SET TASK —
Swap "every instance" for "each instance" throughout the records and give every line back with nothing else altered.

THE INPUT —
↓

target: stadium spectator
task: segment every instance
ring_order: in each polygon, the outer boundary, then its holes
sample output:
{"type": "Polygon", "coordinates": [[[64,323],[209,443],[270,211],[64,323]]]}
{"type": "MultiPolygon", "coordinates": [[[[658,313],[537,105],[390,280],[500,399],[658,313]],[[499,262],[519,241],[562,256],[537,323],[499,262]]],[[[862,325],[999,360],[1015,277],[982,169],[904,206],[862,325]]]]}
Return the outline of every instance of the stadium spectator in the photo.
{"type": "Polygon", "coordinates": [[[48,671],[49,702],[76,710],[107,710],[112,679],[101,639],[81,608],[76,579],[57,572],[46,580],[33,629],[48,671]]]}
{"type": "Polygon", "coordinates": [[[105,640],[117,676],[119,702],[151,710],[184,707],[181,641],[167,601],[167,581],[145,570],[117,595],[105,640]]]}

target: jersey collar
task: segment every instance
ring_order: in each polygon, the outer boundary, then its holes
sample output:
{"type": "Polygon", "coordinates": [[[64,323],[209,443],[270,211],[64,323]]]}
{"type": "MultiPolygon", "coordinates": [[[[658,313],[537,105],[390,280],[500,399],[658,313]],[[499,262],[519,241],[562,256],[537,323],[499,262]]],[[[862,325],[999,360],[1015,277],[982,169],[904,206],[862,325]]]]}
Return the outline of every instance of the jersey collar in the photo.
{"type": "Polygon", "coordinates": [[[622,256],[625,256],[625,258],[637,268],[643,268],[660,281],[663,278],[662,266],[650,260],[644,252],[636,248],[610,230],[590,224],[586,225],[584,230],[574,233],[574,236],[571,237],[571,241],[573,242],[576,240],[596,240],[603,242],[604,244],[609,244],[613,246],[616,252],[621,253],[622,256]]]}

↑

ANSWER —
target: stadium spectator
task: segment each instance
ring_order: in each polygon, the outer boundary, then its holes
sample output:
{"type": "Polygon", "coordinates": [[[64,323],[209,443],[270,211],[64,323]]]}
{"type": "MultiPolygon", "coordinates": [[[[658,313],[537,105],[390,280],[500,399],[658,313]],[[499,262],[519,241],[562,256],[537,323],[499,262]]],[[[862,325],[999,360],[1015,277],[982,169],[904,206],[862,325]]]]}
Return the outline of each instance of the stadium spectator in the photo.
{"type": "Polygon", "coordinates": [[[48,671],[49,702],[76,710],[107,710],[112,679],[101,639],[81,608],[76,579],[57,572],[46,580],[33,629],[48,671]]]}
{"type": "Polygon", "coordinates": [[[105,640],[117,676],[119,702],[151,710],[184,707],[181,641],[167,601],[167,581],[145,570],[117,595],[105,640]]]}

target: jersey collar
task: segment each instance
ring_order: in each polygon, the outer boundary, then its holes
sample output:
{"type": "Polygon", "coordinates": [[[64,323],[209,443],[270,211],[64,323]]]}
{"type": "MultiPolygon", "coordinates": [[[[658,313],[537,105],[390,280],[500,399],[658,313]],[[499,262],[519,241],[562,256],[537,323],[499,262]]],[[[862,325],[999,360],[1015,277],[982,169],[904,206],[862,325]]]]}
Return the outline of each instance of the jersey collar in the photo.
{"type": "Polygon", "coordinates": [[[622,256],[625,256],[625,258],[637,268],[643,268],[660,281],[663,278],[662,266],[650,260],[644,252],[636,248],[610,230],[590,224],[586,225],[584,230],[574,233],[574,236],[571,237],[571,241],[573,242],[576,240],[596,240],[603,242],[604,244],[609,244],[613,246],[616,252],[621,253],[622,256]]]}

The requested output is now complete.